Supplied text
_____

OPINION13 September 2012

Growing concern


As far as inflation goes, Pete Comley thinks the only way is up. But what does this mean for the generation of marketers who’ve never had to deal with the pain of fast-rising prices?

Given the power of these macro trends, I wanted to see what parallels there were for brands in the 1970s (and to a lesser extent the 1930s) when the UK was last at this point in the cycle. As it turns out there are quite a few similarities – and I think there is a lot we can all learn from them.

I was a teenager in the 1970s. I have vivid memories of not only the hardships of the times (including having to do my homework by candle light) but also the massive changes that took place in British society which have echoed through to the present day.

For those of you less familiar with the period, let me summarise the key similarities between then and now:

  1. Both saw enhanced public spending followed by cuts.
  2. Inflation increased.
  3. Purchasing power declined as wages did not keep up with inflation.
  4. Real interest rates (after inflation) were negative. In other words, savers lose out.
  5. There were credit booms which resulted in asset bubbles – including housing. These were followed by periods of deleveraging.
  6. Both periods suffered economic shocks from increased energy prices.
  7. Furthermore, these pressures were increased by the declining value of the pound.
  8. Both witnessed the destruction and disintermediation of jobs (in manual sectors in the 1970s and service sectors in the 2010s) with resultant rises in unemployment.
  9. Strikes increased, especially within the public sector.
  10. Many corporates had big cash reserves and did not want to invest because of continuing economic uncertainty.
  11. Perceptions of big business in general were negative. In the 1970s this was prompted by management’s attitude to the strikes; currently, the banking industry is held to blame.
  12. The world’s biggest economy (the USA) was suffering from increased debts – primarily due to the costs of drawn-out wars.

_____

Exercise 1
In the inflation opinion piece, write out the stretch from "2. Inflation increased." through "rises in unemployment." again, substituting "oil prices" for "energy prices".
Exercise 2
In the inflation opinion piece, what did the writer have to do homework by as a teenager in the 1970s?

Dataset extract
_____

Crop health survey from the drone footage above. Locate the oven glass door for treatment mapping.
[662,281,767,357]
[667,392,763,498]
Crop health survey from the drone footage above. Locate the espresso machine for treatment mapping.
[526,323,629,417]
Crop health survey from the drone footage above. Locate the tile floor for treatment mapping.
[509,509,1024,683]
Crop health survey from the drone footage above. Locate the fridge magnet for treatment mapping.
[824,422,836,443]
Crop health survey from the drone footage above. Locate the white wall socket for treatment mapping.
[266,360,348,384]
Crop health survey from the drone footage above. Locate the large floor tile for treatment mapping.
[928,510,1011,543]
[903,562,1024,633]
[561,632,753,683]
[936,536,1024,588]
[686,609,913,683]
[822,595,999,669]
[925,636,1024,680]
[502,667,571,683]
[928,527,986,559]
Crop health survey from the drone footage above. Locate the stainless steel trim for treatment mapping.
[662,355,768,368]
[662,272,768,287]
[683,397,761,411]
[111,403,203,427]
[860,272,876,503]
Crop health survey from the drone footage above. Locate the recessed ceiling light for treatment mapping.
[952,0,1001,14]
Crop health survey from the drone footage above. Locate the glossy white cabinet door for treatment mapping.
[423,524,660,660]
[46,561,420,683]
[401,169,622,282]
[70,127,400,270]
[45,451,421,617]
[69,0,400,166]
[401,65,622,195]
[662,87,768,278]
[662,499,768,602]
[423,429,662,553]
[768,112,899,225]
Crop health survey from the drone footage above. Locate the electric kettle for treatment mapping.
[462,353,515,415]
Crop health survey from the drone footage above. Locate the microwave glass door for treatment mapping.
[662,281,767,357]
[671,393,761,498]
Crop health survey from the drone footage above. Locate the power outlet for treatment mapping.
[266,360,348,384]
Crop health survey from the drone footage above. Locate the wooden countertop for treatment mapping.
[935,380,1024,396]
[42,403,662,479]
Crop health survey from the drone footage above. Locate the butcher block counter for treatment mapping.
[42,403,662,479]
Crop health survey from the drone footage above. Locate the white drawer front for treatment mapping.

_____

Worked solution 1
2. Inflation increased.
  3. Purchasing power declined as wages did not keep up with inflation.
  4. Real interest rates (after inflation) were negative. In other words, savers lose out.
  5. There were credit booms which resulted in asset bubbles – including housing. These were followed by periods of deleveraging.
  6. Both periods suffered economic shocks from increased oil prices.
  7. Furthermore, these pressures were increased by the declining value of the pound.
  8. Both witnessed the destruction and disintermediation of jobs (in manual sectors in the 1970s and service sectors in the 2010s) with resultant rises in unemployment.

Worked solution 2
Candle light.